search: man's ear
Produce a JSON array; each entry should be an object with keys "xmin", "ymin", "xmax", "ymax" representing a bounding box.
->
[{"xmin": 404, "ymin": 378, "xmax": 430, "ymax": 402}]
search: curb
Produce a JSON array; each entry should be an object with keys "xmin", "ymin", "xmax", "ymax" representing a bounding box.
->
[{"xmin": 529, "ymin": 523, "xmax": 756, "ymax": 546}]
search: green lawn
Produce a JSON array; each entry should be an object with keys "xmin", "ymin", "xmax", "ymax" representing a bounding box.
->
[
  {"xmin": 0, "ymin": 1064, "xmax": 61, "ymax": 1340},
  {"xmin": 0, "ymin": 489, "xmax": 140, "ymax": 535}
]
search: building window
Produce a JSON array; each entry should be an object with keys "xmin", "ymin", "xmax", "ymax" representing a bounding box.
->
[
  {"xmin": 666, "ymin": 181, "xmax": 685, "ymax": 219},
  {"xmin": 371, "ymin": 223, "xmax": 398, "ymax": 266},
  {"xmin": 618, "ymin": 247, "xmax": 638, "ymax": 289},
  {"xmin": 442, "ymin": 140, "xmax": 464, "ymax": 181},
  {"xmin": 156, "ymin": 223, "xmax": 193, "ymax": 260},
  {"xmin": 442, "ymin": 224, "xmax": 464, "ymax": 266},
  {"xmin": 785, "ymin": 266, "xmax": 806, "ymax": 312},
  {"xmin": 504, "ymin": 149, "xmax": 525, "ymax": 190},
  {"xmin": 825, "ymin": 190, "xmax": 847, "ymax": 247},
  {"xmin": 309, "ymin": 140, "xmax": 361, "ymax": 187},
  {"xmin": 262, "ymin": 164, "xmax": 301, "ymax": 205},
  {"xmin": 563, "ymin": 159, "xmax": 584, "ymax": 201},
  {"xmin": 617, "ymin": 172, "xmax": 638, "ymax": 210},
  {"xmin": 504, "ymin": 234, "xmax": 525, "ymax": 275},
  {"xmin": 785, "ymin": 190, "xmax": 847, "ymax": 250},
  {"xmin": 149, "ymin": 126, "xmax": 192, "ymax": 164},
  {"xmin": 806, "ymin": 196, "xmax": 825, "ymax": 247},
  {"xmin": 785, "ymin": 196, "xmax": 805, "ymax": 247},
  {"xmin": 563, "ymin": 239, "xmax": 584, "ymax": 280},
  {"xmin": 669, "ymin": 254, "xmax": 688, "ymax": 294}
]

══════

**What is expected**: Pick out every line in the rows above that contains the word "search", and copy each one.

**Exercise solution**:
search: man's ear
search: curb
search: green lawn
search: building window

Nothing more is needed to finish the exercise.